* Begin Exercise inputs *

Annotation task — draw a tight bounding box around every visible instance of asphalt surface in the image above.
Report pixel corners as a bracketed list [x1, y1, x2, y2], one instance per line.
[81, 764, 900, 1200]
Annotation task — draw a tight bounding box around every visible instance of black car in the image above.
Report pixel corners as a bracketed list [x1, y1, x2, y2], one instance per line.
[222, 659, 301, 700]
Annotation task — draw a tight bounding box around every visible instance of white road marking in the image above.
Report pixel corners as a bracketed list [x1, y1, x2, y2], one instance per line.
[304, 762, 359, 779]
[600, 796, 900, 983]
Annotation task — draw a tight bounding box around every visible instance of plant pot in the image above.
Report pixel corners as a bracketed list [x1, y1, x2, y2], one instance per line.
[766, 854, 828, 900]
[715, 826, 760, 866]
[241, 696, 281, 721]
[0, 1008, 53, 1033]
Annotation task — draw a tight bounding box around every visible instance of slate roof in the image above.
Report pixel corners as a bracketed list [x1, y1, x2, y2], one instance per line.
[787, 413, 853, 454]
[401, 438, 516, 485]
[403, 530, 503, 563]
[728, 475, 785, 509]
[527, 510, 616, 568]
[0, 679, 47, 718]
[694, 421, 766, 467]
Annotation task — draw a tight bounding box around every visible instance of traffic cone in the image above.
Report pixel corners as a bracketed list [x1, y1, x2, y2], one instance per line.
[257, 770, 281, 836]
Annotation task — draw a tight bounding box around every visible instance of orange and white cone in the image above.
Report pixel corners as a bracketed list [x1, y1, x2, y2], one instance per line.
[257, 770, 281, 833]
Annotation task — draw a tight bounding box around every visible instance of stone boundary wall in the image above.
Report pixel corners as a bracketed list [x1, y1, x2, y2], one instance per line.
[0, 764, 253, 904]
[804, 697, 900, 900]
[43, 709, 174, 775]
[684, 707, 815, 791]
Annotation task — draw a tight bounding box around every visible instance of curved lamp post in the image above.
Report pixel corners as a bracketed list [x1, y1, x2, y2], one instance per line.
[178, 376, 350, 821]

* End Exercise inputs *

→ **Brief**
Rewrite the lines starting at the one containing "pot in the image above." and ending at the one containing "[684, 707, 815, 791]", replacing "tight" with "close-fitting" throughout and leaving everything else unchanged. Give only those lines.

→ **Response**
Annotation task — draw a close-fitting bounding box around every visible instance of plant pot in the image above.
Report pixel corners as a bracketed list [x1, y1, x2, y2], one instance per line.
[766, 854, 828, 900]
[715, 826, 760, 866]
[241, 696, 281, 721]
[0, 1008, 53, 1033]
Annotation task — draw a close-fitting bounding box around every visible instance of slate roof in the image above.
Report pixel corners as a bracketed list [x1, y1, x2, y2], one instance per line.
[787, 413, 853, 454]
[401, 438, 516, 485]
[403, 530, 503, 563]
[728, 475, 785, 509]
[527, 510, 616, 568]
[0, 679, 47, 718]
[694, 421, 766, 467]
Annotation task — draw a close-fitting bounding box around every visible instance of traffic cone in the image above.
Report pixel corners as a bracketed list [x1, y1, x2, y2], one instance per line.
[257, 770, 281, 836]
Annotation task — draw a close-fitting bounding box around every visible instance of orange and white cone in the image above.
Report pixel corners as a bracketed list [x1, y1, x2, y2], one instance per line.
[257, 770, 281, 833]
Annotation task — draw a close-fitting bounding box around every visible instance of stone boundary wall in the image above.
Report pixel corners as a bracketed list [x1, y1, x2, y2], one instance per line.
[0, 764, 253, 904]
[804, 697, 900, 900]
[43, 709, 174, 775]
[684, 707, 815, 791]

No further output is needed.